--- DATA IN THIS EXERCISE Enclosed Below ---

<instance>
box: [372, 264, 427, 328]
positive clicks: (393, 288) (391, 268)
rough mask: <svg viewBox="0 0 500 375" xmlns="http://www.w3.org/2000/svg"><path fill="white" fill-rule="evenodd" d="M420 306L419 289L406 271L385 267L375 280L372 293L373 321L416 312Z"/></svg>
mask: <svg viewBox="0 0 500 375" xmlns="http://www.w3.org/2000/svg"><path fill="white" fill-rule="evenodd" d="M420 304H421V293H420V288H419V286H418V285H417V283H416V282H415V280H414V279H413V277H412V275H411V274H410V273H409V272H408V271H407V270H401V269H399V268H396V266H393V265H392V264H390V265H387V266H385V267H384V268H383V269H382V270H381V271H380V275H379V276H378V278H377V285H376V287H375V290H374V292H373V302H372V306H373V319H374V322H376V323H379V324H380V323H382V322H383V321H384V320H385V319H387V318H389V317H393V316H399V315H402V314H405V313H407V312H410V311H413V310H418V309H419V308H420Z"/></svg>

--- End of Enclosed DATA IN THIS EXERCISE ---

§ PROBLEM TO SOLVE
Retype the records above, but only those lines that fall between the line containing "box: [372, 264, 427, 328]" and the line containing "positive clicks: (393, 288) (391, 268)", with both of those lines included, exactly as written.

§ TASK RESULT
box: [372, 264, 427, 328]
positive clicks: (393, 288) (391, 268)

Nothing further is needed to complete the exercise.